• **SOURCE DOCUMENT**
Career highlights and awards
- 3× All-Star (1952–1954); Philadelphia Phillies Wall of Fame;

= Granny Hamner =

American baseball player (1927–1993)

Granville Wilbur "Granny" Hamner (April 26, 1927 – September 12, 1993) was an American professional baseball shortstop and second baseman in Major League Baseball (MLB). Hamner was one of the key players on the "Whiz Kids", the National League (NL) champion Philadelphia Phillies.

==Career==
Hamner was born in Richmond, Virginia and graduated from Benedictine High School. His brother Garvin was also an infielder in the big leagues. "Granny" spent 15 1/2 years with the Phillies, having come to the club as a 17-year-old during World War II. In 1945, still seventeen, he became the youngest player ever to start an Opening Day game, a record that still stands as of 2022. By the Phillies' 1950 NL pennant season, he was one of the team leaders, age 23. A right-handed hitting shortstop with moderate power, Hamner compiled more than 80 runs batted in (RBI) four times.

In the 1950 World Series, a four-game New York Yankees sweep dominated by Yankee pitchers, Hamner batted .429 (6 for 14) with three extra-base hits. In March 1952, manager Eddie Sawyer named Hamner team captain of the Phillies.

An All-Star three years in a row, Hamner was the National League's starting shortstop in the 1952 All-Star Game, played on his home field, Shibe Park, in Philadelphia. The game was called off after five innings due to rain.

On May 16, , Hamner was traded to the Cleveland Indians, but he batted only .164 for the remainder of the campaign. Hamner then became a Kansas City Athletics’ Minor League Baseball (MiLB), manager, reappearing briefly with the A's as a pitcher during the 1962 season. (He had begun dabbling on the mound for the 1956-57 Phillies). But the change did not prolong Hamner's playing career. He briefly managed in the Phils' farm system in the 1970s and 1980s.

In 17 major league seasons, Hamner compiled a .262 batting average with 104 home runs. As a pitcher, he was winless with two losses, with an earned run average (ERA) of 5.40, in seven games, and 13 1/3 innings pitched.

==Later life==
In 1980, Hamner was one of several drivers who were able to stop their vehicles on the Sunshine Skyway Bridge in Florida before reaching the gap in the roadway caused by the collapse of a span after the freighter MV Summit Venture collided with the bridge.

In 1981, Hamner was inducted into the Virginia Sports Hall of Fame.

On September 12, 1993, Hamner died of a heart attack at age 66 in Philadelphia.

• **PROBLEM**
Rewrite the Granny Hamner article from "In the 1950" up to and including "due to rain.", swapping "called off" for "halted".

• **INFORMATION SUPPLIED**
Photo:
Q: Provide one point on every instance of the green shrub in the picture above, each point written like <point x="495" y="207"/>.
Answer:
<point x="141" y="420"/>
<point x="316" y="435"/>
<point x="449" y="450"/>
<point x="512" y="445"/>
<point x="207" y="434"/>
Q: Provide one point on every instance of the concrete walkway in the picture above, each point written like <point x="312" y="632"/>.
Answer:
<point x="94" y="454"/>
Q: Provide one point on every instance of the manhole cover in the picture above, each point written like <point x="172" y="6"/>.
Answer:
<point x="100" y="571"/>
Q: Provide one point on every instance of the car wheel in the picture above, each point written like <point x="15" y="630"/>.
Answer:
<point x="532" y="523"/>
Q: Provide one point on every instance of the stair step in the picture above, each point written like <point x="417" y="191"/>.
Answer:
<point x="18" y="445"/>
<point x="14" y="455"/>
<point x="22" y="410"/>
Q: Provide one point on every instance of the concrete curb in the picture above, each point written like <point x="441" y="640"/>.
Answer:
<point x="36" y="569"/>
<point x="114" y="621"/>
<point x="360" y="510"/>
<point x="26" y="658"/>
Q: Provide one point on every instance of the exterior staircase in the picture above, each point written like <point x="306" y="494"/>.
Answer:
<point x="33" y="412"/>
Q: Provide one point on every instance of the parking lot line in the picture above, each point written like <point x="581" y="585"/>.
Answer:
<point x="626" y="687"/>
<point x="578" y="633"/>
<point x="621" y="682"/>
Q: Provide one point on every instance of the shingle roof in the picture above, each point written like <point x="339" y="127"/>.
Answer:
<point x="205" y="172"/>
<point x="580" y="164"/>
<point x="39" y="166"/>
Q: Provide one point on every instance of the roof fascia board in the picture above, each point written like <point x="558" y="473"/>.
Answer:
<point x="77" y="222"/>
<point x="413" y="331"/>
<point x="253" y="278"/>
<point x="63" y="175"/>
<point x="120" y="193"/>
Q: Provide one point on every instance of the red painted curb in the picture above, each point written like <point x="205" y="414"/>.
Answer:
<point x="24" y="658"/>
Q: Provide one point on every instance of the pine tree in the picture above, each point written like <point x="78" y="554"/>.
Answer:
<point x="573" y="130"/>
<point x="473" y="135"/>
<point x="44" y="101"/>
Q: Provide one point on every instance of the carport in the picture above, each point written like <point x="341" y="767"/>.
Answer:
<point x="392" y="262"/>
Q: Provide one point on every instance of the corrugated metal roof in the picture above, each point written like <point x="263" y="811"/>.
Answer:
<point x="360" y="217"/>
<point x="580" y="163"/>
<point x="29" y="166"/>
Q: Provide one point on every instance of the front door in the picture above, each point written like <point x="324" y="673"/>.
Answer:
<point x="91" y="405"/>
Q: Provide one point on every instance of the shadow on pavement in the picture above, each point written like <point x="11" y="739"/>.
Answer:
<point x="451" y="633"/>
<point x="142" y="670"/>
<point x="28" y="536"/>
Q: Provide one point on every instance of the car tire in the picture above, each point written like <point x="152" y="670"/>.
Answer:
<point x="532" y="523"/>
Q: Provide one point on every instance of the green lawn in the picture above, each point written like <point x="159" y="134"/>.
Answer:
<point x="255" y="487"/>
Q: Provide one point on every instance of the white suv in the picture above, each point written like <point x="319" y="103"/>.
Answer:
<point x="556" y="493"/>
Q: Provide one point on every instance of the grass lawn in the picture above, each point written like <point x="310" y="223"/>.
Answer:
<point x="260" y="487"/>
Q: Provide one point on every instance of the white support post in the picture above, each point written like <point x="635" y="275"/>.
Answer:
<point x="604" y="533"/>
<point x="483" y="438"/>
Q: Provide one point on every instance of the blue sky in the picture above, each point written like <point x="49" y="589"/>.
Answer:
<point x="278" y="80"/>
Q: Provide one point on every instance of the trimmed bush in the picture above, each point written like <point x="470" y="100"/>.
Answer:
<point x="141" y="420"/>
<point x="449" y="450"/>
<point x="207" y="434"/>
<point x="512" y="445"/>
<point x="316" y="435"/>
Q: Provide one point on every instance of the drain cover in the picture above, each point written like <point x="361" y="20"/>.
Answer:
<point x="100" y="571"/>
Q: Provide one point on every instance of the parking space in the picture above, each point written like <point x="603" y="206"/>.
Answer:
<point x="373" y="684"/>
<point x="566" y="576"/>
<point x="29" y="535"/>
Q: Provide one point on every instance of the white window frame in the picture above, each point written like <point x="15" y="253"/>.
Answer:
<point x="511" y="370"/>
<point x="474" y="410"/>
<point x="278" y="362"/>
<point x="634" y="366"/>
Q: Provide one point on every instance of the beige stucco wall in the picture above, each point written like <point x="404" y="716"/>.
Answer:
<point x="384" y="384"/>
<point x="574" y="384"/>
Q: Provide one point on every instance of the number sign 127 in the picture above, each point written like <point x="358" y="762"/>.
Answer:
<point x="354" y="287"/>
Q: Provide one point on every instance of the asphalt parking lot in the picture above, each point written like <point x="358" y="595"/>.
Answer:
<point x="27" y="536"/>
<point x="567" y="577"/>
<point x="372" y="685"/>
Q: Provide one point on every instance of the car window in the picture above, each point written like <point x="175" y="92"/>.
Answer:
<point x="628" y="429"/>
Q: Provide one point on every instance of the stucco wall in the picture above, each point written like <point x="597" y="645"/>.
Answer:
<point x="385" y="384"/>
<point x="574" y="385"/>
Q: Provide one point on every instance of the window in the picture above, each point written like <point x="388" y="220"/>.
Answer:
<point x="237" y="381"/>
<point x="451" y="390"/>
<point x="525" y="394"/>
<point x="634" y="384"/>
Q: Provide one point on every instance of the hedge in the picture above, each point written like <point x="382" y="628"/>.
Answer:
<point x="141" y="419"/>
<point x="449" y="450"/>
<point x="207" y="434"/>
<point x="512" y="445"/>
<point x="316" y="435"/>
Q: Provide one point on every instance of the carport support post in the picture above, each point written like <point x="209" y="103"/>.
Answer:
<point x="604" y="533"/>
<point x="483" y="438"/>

• **YOUR RESPONSE**
In the 1950 World Series, a four-game New York Yankees sweep dominated by Yankee pitchers, Hamner batted .429 (6 for 14) with three extra-base hits. In March 1952, manager Eddie Sawyer named Hamner team captain of the Phillies.

An All-Star three years in a row, Hamner was the National League's starting shortstop in the 1952 All-Star Game, played on his home field, Shibe Park, in Philadelphia. The game was halted after five innings due to rain.